De Zeven Nieuwe Nederlanden

De Zeven Nieuwe Nederlanden

Nederland

Nederland in 2070

“De Zeven Nieuwe Nederlanden” is Karres en Brands’ bijdrage aan de Challenge Landschap 2070 en het advies landschap van de RLI. Het Nederlandse landschap verandert voortdurend. Ontwikkelingen als verstedelijking, intensivering van de landbouw, klimaatverandering en energietransitie hebben grote invloed op de kwaliteit van het landschap. Tegelijkertijd zijn er ook op bestuurlijk niveau veranderingen gaande. Door decentralisatie en deregulering komt de zorg voor het landschap bij steeds lagere overheden te liggen. Daarom werkt de Raad voor de Leefomgeving en Infrastructuur (RLI) aan een advies landschap. De RLI verkent in dit advies hoe de kwaliteit van het landschap in de toekomst geborgd kan worden en wat de rol van de overheid hierin is. Als input voor dit advies heeft de RLIzeven bureaus en drie onderwijsinstellingen gevraagd om, in de ‘Challenge landschap 2070’, hun visie gegeven over welke ontwikkelingen en onzekerheden bepalend zijn voor de vorming van het landschap in de toekomst (2070) en over welke rol de overheid hierin kan en moet spelen.

Invoermateriaal
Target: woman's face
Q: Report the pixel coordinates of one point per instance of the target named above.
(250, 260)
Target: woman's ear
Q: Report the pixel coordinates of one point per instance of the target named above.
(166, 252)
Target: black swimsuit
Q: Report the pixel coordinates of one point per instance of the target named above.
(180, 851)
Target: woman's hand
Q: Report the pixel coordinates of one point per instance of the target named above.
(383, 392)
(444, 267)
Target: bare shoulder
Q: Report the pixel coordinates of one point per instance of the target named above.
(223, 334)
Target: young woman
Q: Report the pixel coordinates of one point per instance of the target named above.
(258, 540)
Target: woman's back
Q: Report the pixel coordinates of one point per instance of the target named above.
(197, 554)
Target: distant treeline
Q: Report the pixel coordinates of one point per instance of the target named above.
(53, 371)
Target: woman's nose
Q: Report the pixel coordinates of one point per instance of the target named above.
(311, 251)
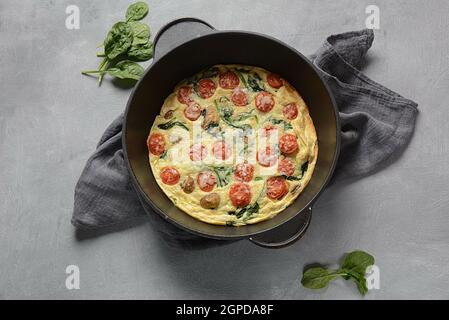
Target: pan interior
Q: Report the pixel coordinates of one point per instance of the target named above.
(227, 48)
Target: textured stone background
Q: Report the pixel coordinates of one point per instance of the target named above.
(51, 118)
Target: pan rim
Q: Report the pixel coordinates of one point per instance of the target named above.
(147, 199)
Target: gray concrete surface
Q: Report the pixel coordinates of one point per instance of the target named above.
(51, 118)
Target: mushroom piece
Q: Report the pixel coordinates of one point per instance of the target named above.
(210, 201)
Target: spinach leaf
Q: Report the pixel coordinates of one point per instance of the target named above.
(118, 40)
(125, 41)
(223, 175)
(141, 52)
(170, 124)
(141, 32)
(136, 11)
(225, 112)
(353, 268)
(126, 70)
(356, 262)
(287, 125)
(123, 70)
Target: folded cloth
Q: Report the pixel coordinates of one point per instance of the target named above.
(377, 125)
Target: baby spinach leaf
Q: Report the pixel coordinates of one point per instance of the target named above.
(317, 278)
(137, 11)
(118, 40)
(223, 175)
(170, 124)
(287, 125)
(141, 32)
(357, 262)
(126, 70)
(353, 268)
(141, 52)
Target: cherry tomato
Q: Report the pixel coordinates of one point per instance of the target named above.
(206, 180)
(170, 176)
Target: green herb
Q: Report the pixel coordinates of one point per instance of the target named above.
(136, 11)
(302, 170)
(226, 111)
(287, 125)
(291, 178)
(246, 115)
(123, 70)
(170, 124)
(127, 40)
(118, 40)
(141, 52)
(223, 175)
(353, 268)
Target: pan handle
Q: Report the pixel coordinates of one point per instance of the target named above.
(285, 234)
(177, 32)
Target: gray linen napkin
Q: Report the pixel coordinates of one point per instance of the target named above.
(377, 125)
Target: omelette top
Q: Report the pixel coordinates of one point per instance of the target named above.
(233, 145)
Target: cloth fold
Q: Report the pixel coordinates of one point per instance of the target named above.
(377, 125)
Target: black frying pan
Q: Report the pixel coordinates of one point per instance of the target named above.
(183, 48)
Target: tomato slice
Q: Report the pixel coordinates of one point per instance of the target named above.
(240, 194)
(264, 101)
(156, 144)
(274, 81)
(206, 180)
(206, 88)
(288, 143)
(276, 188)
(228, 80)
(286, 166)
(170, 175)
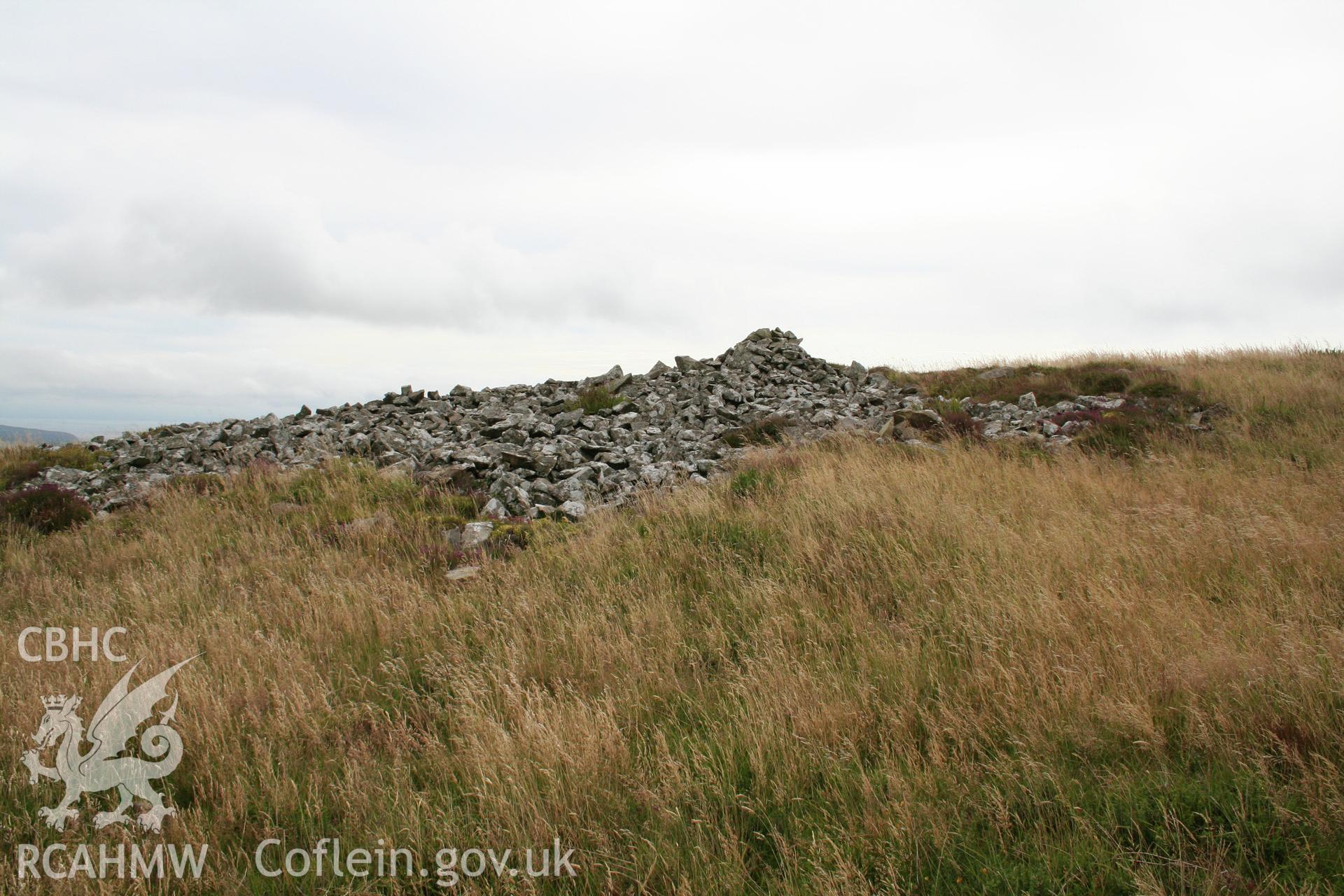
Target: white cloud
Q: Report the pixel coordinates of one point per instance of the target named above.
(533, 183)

--

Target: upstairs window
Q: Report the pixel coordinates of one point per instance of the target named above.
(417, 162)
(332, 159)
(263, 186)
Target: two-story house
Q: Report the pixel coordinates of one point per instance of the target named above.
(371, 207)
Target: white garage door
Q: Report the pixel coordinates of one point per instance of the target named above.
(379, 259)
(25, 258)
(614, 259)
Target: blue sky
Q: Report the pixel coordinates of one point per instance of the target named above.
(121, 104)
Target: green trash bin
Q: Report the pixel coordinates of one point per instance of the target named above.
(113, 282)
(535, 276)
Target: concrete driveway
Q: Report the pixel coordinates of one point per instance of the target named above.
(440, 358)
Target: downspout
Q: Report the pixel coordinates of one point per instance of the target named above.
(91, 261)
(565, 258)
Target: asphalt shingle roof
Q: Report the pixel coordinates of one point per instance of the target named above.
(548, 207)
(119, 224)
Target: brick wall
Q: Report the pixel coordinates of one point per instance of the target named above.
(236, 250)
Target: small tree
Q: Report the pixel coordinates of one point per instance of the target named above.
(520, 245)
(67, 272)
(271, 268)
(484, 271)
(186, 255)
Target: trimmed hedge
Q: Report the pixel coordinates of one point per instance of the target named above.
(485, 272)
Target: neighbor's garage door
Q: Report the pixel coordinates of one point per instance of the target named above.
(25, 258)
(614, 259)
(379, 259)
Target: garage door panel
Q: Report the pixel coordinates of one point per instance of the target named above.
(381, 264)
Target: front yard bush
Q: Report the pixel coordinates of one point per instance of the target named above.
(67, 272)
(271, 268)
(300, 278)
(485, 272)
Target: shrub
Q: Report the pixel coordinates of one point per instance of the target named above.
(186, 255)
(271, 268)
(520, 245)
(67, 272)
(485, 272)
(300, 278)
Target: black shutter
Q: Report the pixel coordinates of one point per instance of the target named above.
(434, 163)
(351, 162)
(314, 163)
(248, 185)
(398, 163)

==

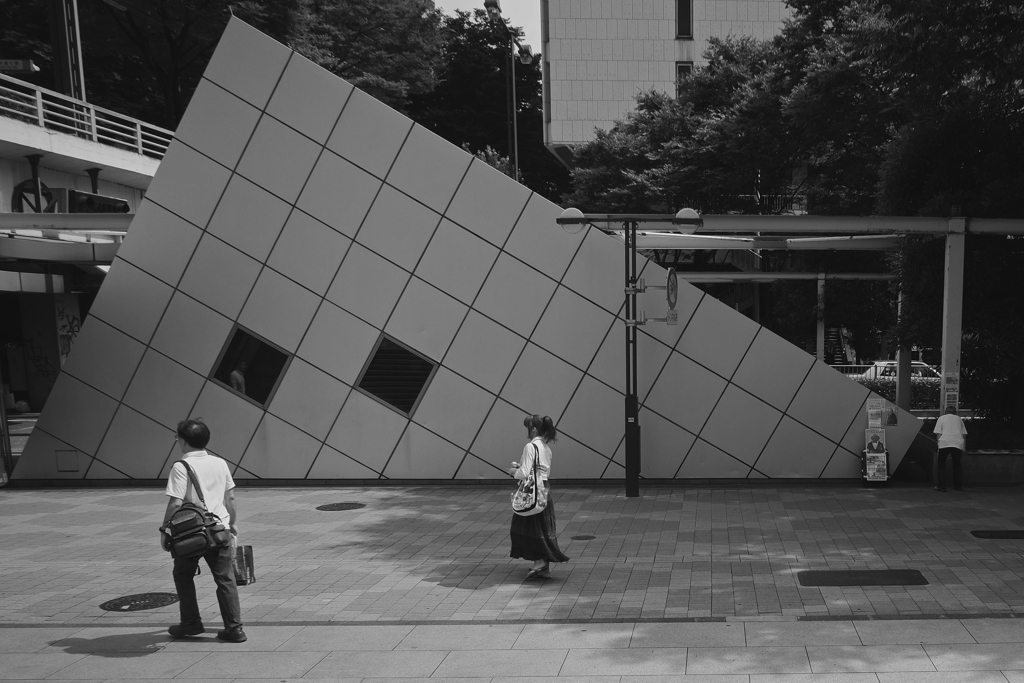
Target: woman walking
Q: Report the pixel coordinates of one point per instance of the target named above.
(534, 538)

Doelstellingen
a: Zoek in de items elke regel op waarin het woord "black" voorkomt en neem die regels over.
b: Zet de tekst over het Nederlandse landschap in 2070 voort, aansluitend op de laatste zin.

Antwoorden
a:
Target: black swimsuit
Target: black frying pan
Target: black shutter

b:
Nederland kent een heroïsche traditie van baggeren, inpolderen en bouwen aan het landschap. Meer dan de helft van het land is direct gewonnen op de natuur. Dit heeft geresulteerd in bijzondere landschappen zoals de droogmakerijen, de deltawerken en de zandverstuivingen. Deze traditie heeft echter ook zijn keerzijde. Het constant werken tegen de natuur vergt veel onderhoud en resulteert niet zelden in onvoorziene problemen, zoals onderwater gelopen dorpen en gedegradeerde natuurgebieden. Met nieuwe uitdagingen in het vooruitzicht, zoals klimaatverandering, verstedelijking en energietransitie, lijkt de traditionele houding van de Nederlanders ten opzichte van de natuur onhoudbaar.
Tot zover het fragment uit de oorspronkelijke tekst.